» **Records provided**:
**********

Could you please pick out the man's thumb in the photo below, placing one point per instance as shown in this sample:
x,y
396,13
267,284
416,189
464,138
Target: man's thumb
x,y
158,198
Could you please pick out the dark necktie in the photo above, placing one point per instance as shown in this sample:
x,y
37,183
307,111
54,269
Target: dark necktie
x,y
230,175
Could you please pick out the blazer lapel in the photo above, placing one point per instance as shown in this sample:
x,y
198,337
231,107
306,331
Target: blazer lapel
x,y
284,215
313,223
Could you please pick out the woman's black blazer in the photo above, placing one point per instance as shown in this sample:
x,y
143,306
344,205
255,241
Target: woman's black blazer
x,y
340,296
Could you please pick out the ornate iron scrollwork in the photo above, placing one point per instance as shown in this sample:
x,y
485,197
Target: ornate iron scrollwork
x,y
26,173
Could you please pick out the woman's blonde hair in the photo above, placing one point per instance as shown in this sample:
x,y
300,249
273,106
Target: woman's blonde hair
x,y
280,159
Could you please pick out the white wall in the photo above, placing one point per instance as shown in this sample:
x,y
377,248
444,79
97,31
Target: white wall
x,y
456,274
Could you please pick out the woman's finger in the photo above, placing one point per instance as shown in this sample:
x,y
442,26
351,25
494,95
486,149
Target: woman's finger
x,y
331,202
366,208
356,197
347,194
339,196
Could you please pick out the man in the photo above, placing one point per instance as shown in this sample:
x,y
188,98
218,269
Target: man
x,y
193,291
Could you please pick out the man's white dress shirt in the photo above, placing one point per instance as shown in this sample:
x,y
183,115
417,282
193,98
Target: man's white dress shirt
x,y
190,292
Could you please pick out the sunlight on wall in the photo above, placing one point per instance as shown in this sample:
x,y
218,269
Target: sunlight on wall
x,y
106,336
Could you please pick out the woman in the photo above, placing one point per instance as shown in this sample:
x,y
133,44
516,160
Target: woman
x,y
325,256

**********

Rewrite the records above as a JSON list of strings, one string per line and no blank lines, covering only the lines from the one containing "Could you please pick out the white" through the end of the records.

[
  "Could you please pick out the white wall in the photo above, placing one point per instance as shown in this sample:",
  "x,y",
  "377,248",
  "444,79",
  "97,31",
  "Target: white wall",
  "x,y",
  "456,274",
  "Could you please pick out the woman's finger in the photo above, placing one point per instance as shown in this sample:",
  "x,y",
  "442,26",
  "351,25",
  "494,95",
  "486,149",
  "Target: woman's finger",
  "x,y",
  "331,202",
  "366,208",
  "356,197",
  "347,194",
  "339,196",
  "Could you please pick out the man in the photo above, placing one point per instance as shown in this sample:",
  "x,y",
  "188,98",
  "218,269",
  "Target: man",
  "x,y",
  "193,291",
  "Could you please pick out the man's white dress shirt in the photo above, placing one point per instance as shown in this sample:",
  "x,y",
  "183,115",
  "417,282",
  "193,98",
  "Target: man's white dress shirt",
  "x,y",
  "190,292",
  "Could you please pick out the sunlight on wall in the photo above, placing one point per instance as shown in this sample:",
  "x,y",
  "218,269",
  "Target: sunlight on wall",
  "x,y",
  "106,336",
  "Could you please pick out the woman in the photo above, placing one point per instance as shown in this sample:",
  "x,y",
  "133,44",
  "516,160",
  "Target: woman",
  "x,y",
  "325,256"
]